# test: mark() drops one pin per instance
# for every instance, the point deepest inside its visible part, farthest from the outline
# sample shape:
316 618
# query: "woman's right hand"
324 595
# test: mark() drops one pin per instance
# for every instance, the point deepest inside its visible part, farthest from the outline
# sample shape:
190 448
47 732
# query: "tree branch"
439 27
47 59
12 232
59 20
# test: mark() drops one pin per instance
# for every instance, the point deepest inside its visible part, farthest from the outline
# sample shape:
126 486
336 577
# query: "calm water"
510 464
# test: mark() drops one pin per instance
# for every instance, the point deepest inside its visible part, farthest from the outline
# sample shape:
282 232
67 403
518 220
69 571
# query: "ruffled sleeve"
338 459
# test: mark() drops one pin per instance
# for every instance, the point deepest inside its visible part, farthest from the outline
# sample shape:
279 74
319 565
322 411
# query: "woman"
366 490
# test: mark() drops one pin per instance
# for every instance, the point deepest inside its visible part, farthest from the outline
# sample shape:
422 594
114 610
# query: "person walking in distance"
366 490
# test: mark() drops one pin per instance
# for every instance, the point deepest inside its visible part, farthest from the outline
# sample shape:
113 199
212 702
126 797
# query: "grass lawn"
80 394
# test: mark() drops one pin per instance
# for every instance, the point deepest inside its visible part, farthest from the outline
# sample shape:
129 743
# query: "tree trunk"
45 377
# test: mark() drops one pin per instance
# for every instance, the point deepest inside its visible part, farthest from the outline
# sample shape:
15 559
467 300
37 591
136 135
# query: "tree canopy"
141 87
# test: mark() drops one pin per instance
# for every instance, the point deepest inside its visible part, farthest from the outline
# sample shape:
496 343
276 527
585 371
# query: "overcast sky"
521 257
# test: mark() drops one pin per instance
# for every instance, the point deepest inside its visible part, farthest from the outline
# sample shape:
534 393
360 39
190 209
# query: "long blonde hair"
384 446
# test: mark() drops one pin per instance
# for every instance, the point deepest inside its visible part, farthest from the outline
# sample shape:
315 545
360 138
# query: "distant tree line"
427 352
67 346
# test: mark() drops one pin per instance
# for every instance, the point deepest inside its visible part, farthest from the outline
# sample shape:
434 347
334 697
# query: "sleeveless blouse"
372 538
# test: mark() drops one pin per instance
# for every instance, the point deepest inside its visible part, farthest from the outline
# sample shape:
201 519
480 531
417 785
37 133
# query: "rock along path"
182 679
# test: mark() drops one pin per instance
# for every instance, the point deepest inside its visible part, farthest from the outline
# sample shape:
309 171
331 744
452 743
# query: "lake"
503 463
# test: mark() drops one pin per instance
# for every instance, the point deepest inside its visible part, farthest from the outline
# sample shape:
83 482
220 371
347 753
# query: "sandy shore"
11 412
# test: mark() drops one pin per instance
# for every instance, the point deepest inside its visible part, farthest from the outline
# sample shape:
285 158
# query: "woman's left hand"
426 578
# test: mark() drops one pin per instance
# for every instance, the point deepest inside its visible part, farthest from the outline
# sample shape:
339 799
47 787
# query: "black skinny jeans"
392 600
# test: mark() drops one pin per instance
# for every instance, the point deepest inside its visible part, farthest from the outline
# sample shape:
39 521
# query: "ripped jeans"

---*---

▶ Task item
Exact repetition is required: return every record shown above.

▶ Exercise output
# test: mark() drops one pin per instance
# for every instance, the point deepest inside its visible part, farthest from the outline
# sample shape:
316 618
# query: "woman's right hand"
324 595
# test: mark() drops one pin per instance
# for every instance, the point deepest inside its visible part, farthest from the outline
# sample shape:
190 448
47 732
# query: "tree branch"
439 27
47 59
12 232
59 20
# test: mark() drops one pin per instance
# for every instance, the point deepest inside its visible part, farthest from the outline
# sample shape:
126 486
336 577
# query: "calm water"
510 464
# test: mark() drops one pin per instance
# for every instance, the point deepest inside its visible part, farthest from the outline
# sample shape:
282 232
67 403
518 220
69 571
# query: "ruffled sleeve"
338 459
# test: mark() drops one pin per instance
# for every instance, the point deepest inside its visible part, farthest from the outline
# sample shape:
279 74
319 565
322 411
# query: "woman"
366 490
# test: mark() drops one pin per instance
# for every instance, the point deepest inside its visible part, farthest from the outline
# sample shape:
422 594
114 610
# query: "person walking in distance"
366 490
# test: mark() drops one pin per instance
# for every instance, the point deepest inside its visible part, farthest from the outline
# sample shape:
113 199
212 702
126 797
# query: "grass lawn"
80 394
# test: mark() drops one pin per instance
# for every instance, the point deepest inside its visible part, farthest from the outline
# sample shape:
129 743
# query: "tree trunk"
45 377
# test: mark() drops one pin per instance
# for every instance, the point deepest inside its visible part, farthest from the outline
# sample shape:
15 559
467 300
37 591
136 135
# query: "tree canopy"
141 87
# test: mark() drops one pin per instance
# for every instance, the point deepest inside its visible part, farthest from the outline
# sample shape:
496 343
276 527
585 371
# query: "overcast sky"
521 257
# test: mark() drops one pin per instance
# for every instance, the point deepest inside its visible part, farthest from the outline
# sample shape:
534 393
360 39
190 209
# query: "long blonde hair"
384 446
# test: mark() drops one pin per instance
# for every instance, the point deepest inside its visible part, farthest from the outline
# sample shape:
315 545
360 138
# query: "distant tree line"
427 352
67 346
# test: mark() drops one pin per instance
# for every instance, the point deepest inside its visible part, farthest from the outline
# sample shape:
434 347
334 697
# query: "sleeveless blouse"
372 538
# test: mark() drops one pin per instance
# for every instance, the point deepest inside its visible part, farthest from the outline
# sample shape:
201 519
480 531
417 785
37 133
# query: "rock along path"
182 679
# test: mark() drops one pin per instance
# for every instance, the point deepest inside its visible part, farthest from the outline
# sample shape:
309 171
331 744
452 743
# query: "lake"
503 463
# test: mark() drops one pin per instance
# for every instance, the point deepest inside its visible part, farthest from the outline
# sample shape:
83 482
220 371
347 753
# query: "sandy shore"
11 412
# test: mark() drops one pin per instance
# for every instance, the point deepest inside its visible part, farthest from the outline
# sample shape:
285 158
# query: "woman's left hand"
426 578
# test: mark() drops one pin per instance
# for every instance, the point deepest inside its visible part, farthest from the outline
# sample shape:
339 799
47 787
# query: "black skinny jeans"
392 600
# test: mark() drops one pin per instance
# for every instance, the point deepest inside its visible part, farthest from the outline
# sample shape:
39 521
# query: "ripped jeans"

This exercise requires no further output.